- ASSIGNMENT
Word for word, write out all of the entries that follow.

Dataset records:
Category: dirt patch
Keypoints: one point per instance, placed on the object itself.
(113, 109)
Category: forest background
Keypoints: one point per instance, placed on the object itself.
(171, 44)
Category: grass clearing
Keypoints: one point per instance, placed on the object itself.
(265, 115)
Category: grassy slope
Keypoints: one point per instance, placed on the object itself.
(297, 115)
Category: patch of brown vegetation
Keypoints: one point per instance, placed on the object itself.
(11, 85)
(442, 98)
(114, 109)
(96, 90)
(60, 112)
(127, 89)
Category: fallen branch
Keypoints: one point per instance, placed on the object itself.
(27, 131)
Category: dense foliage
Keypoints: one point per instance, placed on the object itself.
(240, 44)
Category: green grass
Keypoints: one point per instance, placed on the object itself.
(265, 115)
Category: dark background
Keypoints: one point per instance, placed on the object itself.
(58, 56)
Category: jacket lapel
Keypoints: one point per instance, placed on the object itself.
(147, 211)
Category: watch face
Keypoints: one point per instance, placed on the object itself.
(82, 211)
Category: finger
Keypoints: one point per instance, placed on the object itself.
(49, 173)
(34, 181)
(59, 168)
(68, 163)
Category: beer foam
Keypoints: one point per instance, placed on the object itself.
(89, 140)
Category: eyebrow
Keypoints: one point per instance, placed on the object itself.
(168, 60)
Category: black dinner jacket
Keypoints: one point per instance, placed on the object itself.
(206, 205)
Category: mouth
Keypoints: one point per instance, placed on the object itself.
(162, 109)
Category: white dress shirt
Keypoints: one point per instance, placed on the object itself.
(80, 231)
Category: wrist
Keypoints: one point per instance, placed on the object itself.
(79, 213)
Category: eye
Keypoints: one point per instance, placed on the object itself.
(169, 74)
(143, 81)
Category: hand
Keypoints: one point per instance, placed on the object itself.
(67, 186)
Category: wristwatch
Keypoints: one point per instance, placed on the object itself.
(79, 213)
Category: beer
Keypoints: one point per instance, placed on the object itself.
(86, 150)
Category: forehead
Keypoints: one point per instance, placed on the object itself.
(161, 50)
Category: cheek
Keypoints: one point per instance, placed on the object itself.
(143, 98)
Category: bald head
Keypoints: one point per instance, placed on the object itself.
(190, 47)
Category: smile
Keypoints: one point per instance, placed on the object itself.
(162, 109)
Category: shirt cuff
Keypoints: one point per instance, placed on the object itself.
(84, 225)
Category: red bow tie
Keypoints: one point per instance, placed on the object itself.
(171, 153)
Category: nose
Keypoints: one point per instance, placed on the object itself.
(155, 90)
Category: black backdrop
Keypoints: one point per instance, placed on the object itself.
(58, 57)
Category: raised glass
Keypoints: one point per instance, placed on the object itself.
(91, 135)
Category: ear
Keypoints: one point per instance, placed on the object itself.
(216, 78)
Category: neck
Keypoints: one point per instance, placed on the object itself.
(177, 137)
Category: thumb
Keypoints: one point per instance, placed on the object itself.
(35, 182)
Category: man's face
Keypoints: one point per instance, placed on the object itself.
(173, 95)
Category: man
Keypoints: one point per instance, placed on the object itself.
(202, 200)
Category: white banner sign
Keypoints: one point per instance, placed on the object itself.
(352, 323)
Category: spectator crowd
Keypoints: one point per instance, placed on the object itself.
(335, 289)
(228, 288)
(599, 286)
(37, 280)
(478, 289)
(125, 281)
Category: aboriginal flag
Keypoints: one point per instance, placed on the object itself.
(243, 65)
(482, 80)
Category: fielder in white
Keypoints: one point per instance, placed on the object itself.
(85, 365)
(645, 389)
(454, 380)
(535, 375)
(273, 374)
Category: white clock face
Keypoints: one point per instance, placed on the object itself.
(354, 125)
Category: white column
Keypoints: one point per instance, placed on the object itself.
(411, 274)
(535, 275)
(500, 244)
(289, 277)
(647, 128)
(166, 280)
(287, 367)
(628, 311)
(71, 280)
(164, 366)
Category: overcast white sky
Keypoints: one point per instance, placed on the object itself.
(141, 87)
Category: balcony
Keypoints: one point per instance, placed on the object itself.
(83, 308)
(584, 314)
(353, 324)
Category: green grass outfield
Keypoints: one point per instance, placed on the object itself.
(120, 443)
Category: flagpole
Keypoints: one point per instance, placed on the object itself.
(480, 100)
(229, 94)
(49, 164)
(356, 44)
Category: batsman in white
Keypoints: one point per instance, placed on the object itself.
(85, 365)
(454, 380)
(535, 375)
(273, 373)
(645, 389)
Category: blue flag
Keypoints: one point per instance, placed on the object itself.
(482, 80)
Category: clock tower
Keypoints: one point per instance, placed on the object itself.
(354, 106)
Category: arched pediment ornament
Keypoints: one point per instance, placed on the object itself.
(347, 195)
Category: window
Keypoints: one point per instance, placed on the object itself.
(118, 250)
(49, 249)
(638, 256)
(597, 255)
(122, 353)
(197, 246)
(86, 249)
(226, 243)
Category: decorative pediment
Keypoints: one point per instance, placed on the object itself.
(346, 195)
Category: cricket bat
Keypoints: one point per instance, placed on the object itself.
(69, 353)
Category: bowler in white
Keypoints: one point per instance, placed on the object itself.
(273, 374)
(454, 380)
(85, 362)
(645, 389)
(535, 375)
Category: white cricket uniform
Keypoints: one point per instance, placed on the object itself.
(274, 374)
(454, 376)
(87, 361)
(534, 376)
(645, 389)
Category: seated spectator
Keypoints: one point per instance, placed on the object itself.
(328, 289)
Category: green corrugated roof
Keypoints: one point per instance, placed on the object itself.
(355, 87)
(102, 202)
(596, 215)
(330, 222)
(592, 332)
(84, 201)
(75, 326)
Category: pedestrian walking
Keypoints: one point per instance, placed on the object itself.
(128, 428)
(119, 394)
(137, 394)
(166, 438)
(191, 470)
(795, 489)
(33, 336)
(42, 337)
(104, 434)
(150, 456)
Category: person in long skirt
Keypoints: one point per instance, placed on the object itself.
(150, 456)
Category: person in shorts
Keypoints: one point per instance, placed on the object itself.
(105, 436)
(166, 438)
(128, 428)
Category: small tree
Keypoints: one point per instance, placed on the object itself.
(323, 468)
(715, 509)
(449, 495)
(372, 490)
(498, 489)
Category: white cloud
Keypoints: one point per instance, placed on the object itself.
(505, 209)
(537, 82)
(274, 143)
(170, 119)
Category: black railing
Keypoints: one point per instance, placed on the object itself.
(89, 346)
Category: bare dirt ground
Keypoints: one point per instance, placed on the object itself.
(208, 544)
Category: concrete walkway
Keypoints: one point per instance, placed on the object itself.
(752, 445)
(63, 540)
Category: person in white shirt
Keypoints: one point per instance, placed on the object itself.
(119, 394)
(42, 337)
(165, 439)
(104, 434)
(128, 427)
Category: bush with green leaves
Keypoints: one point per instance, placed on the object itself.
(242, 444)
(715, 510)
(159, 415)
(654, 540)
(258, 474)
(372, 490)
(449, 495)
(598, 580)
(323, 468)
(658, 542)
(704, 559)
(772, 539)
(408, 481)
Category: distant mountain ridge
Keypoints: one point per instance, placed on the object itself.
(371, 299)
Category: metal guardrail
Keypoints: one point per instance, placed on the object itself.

- SOLVED PROBLEM
Category: dirt patch
Keypoints: one point per instance, placed on the object itself.
(113, 109)
Category: forest background
Keypoints: one point per instance, placed on the object itself.
(171, 44)
Category: grass clearing
Keypoints: one point per instance, placed on the object itself.
(265, 115)
Category: grassy slope
Keypoints: one point per instance, placed on the object itself.
(297, 115)
Category: patch of brown vegetation
Keypoints: one point per instance, placed on the object itself.
(11, 85)
(442, 98)
(114, 109)
(96, 90)
(60, 112)
(127, 89)
Category: fallen branch
Keypoints: one point per instance, placed on the object itself.
(27, 131)
Category: dense foliage
Keypoints: one point per instance, placed on the object itself.
(240, 44)
Category: green grass
Keypoints: one point per instance, placed on the object itself.
(265, 115)
Category: dark background
Keypoints: one point per instance, placed on the object itself.
(58, 56)
Category: jacket lapel
Keypoints: one point per instance, placed on the object itself.
(147, 211)
Category: watch face
Keypoints: one point per instance, placed on the object itself.
(82, 211)
Category: finger
Keypoints: one point per instance, placed on the object itself.
(49, 173)
(34, 181)
(59, 168)
(68, 163)
Category: beer foam
Keypoints: one point per instance, placed on the object itself.
(89, 140)
Category: eyebrow
Keypoints: one point per instance, placed on the object itself.
(168, 60)
Category: black dinner jacket
Keypoints: one point per instance, placed on the object itself.
(206, 205)
Category: mouth
Keypoints: one point per instance, placed on the object itself.
(162, 109)
Category: white dress shirt
Keypoints: one point per instance, placed on the object itself.
(80, 231)
Category: wrist
Keypoints: one point per instance, placed on the object itself.
(79, 213)
Category: eye
Keypoints: one point per instance, placed on the object itself.
(169, 74)
(143, 81)
Category: hand
Keypoints: one point per instance, placed on the object itself.
(67, 186)
Category: wristwatch
Keypoints: one point per instance, placed on the object itself.
(79, 213)
Category: beer
Keypoints: one point per instance, placed on the object itself.
(86, 150)
Category: forehead
Keypoints: one point per instance, placed on the object itself.
(161, 50)
Category: cheek
Keypoints: one point per instance, placed on the object itself.
(143, 98)
Category: bald head
Keypoints: one point per instance, placed on the object itself.
(190, 47)
Category: smile
Keypoints: one point per instance, placed on the object itself.
(162, 109)
Category: shirt cuff
Keypoints: one point per instance, placed on the object itself.
(84, 225)
Category: red bow tie
Keypoints: one point per instance, placed on the object itself.
(171, 153)
Category: nose
Keypoints: one point per instance, placed on the object itself.
(155, 90)
Category: black backdrop
Keypoints: one point per instance, placed on the object itself.
(58, 57)
Category: raised glass
Keypoints: one point per instance, placed on the object itself.
(91, 135)
Category: ear
Keypoints: one point per instance, placed on the object itself.
(216, 78)
Category: neck
Keypoints: one point per instance, placed on the object itself.
(177, 137)
Category: thumb
Keypoints: one point per instance, placed on the object itself.
(35, 182)
Category: man's face
Keypoints: one point per instance, placed on the object itself.
(173, 95)
Category: man
Keypoints: one point per instance, placed on the object itself.
(202, 200)
Category: white banner sign
Keypoints: one point per instance, placed on the object itself.
(352, 323)
Category: spectator crowd
Keypoints: one point per instance, placed on the object itself.
(335, 289)
(228, 288)
(599, 286)
(37, 280)
(478, 289)
(125, 281)
Category: aboriginal flag
Keypoints: one point per instance, placed on the object itself.
(243, 65)
(482, 80)
Category: fielder in white
Keypoints: one point per instance, placed on the object itself.
(85, 365)
(645, 389)
(454, 380)
(535, 375)
(273, 374)
Category: white clock face
Keypoints: one point per instance, placed on the object itself.
(354, 125)
Category: white column
Keypoints: one point per instance, placed on the object itself.
(411, 274)
(535, 275)
(500, 244)
(289, 277)
(647, 128)
(166, 280)
(287, 367)
(628, 311)
(71, 280)
(164, 366)
Category: overcast white sky
Keypoints: one point per instance, placed on the object itself.
(141, 87)
Category: balcony
Keypoints: one point per instance, placed on the object itself.
(83, 308)
(584, 314)
(353, 324)
Category: green grass outfield
Keypoints: one point per instance, placed on the object itself.
(120, 443)
Category: flagpole
Keypoints: one point per instance, placed on the object itself.
(480, 100)
(229, 94)
(49, 164)
(356, 44)
Category: batsman in white
Keypoints: one point per instance, placed on the object itself.
(85, 365)
(454, 380)
(535, 375)
(273, 373)
(645, 389)
Category: blue flag
Keypoints: one point per instance, placed on the object itself.
(482, 80)
Category: clock tower
Keypoints: one point per instance, placed on the object itself.
(354, 106)
Category: arched pediment ornament
Keypoints: one point per instance, placed on the object itself.
(347, 195)
Category: window
Keypoints: one point per instance, placed on the object itself.
(118, 250)
(49, 249)
(638, 256)
(597, 255)
(122, 353)
(197, 246)
(86, 249)
(226, 243)
Category: decorative pediment
Keypoints: one point per instance, placed on the object itself.
(346, 195)
Category: cricket bat
Keypoints: one point per instance, placed on the object itself.
(69, 353)
Category: bowler in white
Keypoints: one point per instance, placed on the object itself.
(273, 374)
(454, 380)
(85, 362)
(645, 389)
(535, 375)
Category: white cricket uniform
Keypoints: one point per instance, placed on the object itself.
(274, 374)
(454, 376)
(87, 361)
(534, 376)
(645, 389)
Category: seated spectator
Keypoints: one point per instance, placed on the object itself.
(328, 289)
Category: green corrugated roof
Keypoints: one point per instance, placed on the object itself.
(355, 87)
(102, 202)
(596, 215)
(330, 222)
(592, 332)
(84, 201)
(75, 326)
Category: pedestrian walking
Keypoints: one point per instance, placed on the object itself.
(128, 428)
(119, 394)
(137, 394)
(166, 438)
(191, 470)
(795, 489)
(33, 336)
(42, 337)
(104, 434)
(150, 456)
Category: person in long skirt
Keypoints: one point per instance, placed on the object itself.
(150, 456)
Category: person in shorts
Keypoints: one point per instance, placed on the object itself.
(105, 436)
(166, 438)
(128, 428)
Category: small tree
Keypoints: one point per instance, placed on the object itself.
(323, 468)
(715, 509)
(449, 495)
(372, 490)
(498, 489)
Category: white cloud
Keypoints: one point per instance, placed on the object itself.
(505, 209)
(537, 82)
(274, 143)
(170, 119)
Category: black railing
Keypoints: one point per instance, placed on the object itself.
(89, 346)
Category: bare dirt ground
Keypoints: one point per instance, placed on the object itself.
(208, 544)
Category: concrete walkway
Keypoints: one point per instance, placed on the object itself.
(752, 445)
(63, 540)
Category: person in white shirt
Keypoints: one point per instance, placed on the object itself.
(119, 394)
(42, 337)
(165, 439)
(104, 434)
(128, 427)
Category: bush with green leaves
Keypoints: one point per instance, placed on the object itself.
(242, 444)
(715, 510)
(159, 415)
(654, 540)
(258, 474)
(372, 490)
(449, 495)
(598, 580)
(323, 468)
(658, 542)
(704, 559)
(772, 539)
(408, 481)
Category: distant mountain ridge
Keypoints: one point per instance, placed on the object itself.
(371, 299)
Category: metal guardrail
Keypoints: one point per instance, placed on the object itself.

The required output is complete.